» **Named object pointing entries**
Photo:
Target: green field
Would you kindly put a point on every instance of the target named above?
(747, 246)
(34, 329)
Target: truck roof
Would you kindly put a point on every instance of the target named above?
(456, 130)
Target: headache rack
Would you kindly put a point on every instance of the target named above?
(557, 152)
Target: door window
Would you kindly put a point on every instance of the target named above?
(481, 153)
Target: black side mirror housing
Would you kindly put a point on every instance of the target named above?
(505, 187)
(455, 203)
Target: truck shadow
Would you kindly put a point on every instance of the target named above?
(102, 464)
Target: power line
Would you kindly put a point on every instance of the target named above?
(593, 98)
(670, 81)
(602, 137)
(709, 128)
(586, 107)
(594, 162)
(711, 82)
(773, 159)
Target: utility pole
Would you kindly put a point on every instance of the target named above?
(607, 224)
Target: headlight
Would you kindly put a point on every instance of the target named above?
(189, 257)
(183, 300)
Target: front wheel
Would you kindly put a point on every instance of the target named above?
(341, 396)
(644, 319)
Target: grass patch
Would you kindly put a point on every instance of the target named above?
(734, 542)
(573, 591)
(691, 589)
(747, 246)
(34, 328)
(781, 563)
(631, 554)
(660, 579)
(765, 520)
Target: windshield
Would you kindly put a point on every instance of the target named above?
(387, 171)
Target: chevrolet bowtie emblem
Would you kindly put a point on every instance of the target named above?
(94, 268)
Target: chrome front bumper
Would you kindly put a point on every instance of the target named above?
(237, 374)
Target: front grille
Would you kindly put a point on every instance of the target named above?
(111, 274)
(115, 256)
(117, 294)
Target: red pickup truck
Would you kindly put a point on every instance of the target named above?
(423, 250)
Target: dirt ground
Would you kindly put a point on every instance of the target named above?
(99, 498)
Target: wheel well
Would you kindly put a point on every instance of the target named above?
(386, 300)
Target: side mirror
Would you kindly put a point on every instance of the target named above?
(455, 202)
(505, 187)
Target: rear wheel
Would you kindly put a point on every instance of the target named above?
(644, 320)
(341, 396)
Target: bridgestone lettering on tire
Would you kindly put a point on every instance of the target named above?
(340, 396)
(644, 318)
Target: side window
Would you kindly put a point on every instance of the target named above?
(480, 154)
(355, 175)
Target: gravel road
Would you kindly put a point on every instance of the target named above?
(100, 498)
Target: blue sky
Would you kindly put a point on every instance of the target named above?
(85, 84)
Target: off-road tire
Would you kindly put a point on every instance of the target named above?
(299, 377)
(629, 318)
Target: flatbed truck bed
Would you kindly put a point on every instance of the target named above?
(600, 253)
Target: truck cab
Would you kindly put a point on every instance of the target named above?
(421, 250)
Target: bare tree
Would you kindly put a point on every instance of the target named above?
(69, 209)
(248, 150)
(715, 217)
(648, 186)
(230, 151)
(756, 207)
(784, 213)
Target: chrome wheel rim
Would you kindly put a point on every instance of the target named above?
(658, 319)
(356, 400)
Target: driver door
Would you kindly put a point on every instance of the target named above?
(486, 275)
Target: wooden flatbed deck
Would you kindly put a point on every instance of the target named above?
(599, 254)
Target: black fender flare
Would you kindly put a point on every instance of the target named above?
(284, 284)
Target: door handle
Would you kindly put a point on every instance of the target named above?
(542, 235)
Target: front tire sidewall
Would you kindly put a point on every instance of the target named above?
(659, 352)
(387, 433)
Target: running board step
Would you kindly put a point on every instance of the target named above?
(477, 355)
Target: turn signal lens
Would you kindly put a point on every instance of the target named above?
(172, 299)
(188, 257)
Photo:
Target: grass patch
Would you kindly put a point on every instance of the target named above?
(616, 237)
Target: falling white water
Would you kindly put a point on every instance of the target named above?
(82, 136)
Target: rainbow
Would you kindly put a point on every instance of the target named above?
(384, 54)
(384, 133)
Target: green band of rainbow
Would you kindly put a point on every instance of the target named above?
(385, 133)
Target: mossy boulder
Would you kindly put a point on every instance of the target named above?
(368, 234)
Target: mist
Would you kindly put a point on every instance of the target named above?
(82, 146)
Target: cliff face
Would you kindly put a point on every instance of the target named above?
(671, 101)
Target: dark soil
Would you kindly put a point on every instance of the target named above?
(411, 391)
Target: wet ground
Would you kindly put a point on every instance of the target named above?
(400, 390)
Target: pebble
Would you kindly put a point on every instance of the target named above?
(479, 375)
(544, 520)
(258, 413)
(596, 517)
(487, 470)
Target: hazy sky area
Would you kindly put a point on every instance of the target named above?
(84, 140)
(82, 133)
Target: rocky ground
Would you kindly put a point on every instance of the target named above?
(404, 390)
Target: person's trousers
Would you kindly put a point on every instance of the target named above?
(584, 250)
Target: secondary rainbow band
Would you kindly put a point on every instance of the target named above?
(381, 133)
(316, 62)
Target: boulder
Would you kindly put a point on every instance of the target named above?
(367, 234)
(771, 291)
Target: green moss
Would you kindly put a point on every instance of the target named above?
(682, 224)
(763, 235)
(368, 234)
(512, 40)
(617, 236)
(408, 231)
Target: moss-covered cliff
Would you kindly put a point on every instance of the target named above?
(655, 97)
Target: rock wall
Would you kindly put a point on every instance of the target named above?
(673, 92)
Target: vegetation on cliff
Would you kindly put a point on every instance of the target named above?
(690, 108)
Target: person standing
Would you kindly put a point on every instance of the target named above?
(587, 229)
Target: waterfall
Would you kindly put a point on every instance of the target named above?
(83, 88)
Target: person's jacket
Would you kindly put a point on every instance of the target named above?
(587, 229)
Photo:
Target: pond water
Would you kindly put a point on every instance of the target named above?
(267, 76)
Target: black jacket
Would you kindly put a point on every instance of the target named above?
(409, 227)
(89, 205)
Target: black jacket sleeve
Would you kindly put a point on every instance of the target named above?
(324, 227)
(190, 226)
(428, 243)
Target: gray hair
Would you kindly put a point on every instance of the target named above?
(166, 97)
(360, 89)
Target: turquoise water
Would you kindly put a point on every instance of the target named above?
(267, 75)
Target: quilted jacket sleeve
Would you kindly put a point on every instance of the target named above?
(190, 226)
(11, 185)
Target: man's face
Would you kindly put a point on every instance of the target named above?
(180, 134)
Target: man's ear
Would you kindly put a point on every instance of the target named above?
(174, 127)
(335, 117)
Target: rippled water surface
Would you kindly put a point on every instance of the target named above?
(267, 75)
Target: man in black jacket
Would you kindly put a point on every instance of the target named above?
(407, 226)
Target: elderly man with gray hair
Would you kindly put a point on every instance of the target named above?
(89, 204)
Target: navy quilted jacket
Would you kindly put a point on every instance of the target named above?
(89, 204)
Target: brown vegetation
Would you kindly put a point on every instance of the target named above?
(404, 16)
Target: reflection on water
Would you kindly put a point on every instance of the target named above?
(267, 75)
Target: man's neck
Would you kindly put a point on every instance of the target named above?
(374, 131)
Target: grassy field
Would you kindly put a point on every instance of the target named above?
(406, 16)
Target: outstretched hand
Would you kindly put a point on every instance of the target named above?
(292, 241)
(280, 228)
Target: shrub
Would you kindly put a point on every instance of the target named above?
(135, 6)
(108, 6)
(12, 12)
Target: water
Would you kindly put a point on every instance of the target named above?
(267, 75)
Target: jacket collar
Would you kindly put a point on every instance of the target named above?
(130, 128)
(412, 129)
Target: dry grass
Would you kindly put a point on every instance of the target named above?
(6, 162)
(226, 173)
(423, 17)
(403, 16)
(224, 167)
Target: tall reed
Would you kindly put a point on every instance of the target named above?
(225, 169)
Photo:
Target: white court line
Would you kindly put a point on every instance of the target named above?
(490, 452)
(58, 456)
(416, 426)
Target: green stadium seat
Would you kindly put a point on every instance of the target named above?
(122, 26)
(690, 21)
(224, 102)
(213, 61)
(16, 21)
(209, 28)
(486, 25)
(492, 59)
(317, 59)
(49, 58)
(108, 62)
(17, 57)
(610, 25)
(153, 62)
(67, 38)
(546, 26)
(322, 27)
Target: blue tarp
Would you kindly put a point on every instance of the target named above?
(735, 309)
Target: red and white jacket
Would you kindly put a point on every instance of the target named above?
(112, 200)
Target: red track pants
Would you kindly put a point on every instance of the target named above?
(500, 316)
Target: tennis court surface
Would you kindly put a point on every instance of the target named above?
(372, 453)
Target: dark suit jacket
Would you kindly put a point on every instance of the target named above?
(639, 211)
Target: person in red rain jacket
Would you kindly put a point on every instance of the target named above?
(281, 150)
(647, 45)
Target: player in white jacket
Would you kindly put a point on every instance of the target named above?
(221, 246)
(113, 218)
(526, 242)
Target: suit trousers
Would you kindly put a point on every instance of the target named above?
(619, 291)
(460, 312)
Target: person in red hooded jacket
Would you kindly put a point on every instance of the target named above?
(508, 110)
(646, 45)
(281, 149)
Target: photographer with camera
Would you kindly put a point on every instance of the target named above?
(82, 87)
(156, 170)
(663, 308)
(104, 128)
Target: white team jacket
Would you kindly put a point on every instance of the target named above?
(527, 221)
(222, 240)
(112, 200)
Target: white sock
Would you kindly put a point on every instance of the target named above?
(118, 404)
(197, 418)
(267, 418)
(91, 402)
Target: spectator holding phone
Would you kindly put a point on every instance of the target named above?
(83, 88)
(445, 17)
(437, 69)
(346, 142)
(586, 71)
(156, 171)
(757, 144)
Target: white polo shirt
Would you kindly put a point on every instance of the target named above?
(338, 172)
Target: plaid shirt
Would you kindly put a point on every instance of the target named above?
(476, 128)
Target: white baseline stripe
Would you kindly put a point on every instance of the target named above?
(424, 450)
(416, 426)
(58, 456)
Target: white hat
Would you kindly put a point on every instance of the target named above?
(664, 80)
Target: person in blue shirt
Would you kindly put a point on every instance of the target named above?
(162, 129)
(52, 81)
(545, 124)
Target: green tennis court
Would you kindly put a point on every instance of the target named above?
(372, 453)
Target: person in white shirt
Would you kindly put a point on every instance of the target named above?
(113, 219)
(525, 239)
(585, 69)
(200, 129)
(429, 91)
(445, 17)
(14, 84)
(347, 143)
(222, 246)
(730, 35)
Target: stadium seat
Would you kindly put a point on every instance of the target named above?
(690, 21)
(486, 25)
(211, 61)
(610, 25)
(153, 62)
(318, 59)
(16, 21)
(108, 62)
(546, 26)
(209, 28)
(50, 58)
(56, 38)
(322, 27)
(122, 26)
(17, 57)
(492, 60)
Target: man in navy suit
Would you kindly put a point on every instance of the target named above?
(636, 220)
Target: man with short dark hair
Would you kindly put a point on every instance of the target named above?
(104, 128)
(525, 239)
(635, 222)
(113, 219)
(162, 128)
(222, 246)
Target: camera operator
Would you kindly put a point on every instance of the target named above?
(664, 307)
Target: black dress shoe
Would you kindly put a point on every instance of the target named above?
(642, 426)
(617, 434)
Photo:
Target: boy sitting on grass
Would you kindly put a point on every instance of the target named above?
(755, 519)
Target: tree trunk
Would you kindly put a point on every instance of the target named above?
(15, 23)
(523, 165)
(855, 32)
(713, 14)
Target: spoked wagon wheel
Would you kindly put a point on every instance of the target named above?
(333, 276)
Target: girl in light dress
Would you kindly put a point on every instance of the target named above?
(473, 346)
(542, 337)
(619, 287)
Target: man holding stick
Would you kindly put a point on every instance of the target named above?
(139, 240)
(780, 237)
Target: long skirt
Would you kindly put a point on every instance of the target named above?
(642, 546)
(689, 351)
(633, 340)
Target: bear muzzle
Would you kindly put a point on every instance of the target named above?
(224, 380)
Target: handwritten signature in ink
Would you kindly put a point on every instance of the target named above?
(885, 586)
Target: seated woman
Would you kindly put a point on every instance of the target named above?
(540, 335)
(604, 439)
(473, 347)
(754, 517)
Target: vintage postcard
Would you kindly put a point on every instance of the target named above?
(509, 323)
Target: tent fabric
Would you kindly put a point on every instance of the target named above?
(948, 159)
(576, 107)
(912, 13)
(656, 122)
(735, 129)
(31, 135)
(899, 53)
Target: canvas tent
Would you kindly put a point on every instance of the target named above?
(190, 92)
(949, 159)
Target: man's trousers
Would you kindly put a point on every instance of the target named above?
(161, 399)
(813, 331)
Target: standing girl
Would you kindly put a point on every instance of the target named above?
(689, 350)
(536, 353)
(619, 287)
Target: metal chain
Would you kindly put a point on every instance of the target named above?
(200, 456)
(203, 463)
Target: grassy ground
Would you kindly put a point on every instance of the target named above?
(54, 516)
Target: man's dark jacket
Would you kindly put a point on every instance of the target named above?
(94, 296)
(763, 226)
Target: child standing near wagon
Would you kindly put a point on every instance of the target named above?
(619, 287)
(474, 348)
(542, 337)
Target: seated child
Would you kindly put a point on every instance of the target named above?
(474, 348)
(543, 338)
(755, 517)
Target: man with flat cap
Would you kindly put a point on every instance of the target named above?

» **Written problem**
Set down only these lines, exactly: the line containing "Target: man's trousers" and each line after it, through the end of the listing.

» **Right answer**
Target: man's trousers
Would you kindly put a point on every instance of the target named above?
(161, 399)
(813, 331)
Target: standing girl
Would you kindly put a point on every instance of the target named above?
(689, 350)
(536, 353)
(619, 287)
Target: metal chain
Would you kindly put a point on every instance of the target named above?
(200, 456)
(203, 463)
Target: grassy ground
Would you kindly put a point on every instance of the target named above?
(54, 516)
Target: man's dark jacket
Would you kindly put a point on every instance of the target named above?
(94, 296)
(763, 226)
Target: child standing near wagon
Would you kindly put a point on every instance of the target named above?
(619, 287)
(474, 348)
(542, 337)
Target: seated child
Would you kindly put a point on every instance of the target named above?
(474, 348)
(543, 338)
(755, 517)
Target: man with flat cap
Would you kindly put a point on every instance of the target named above?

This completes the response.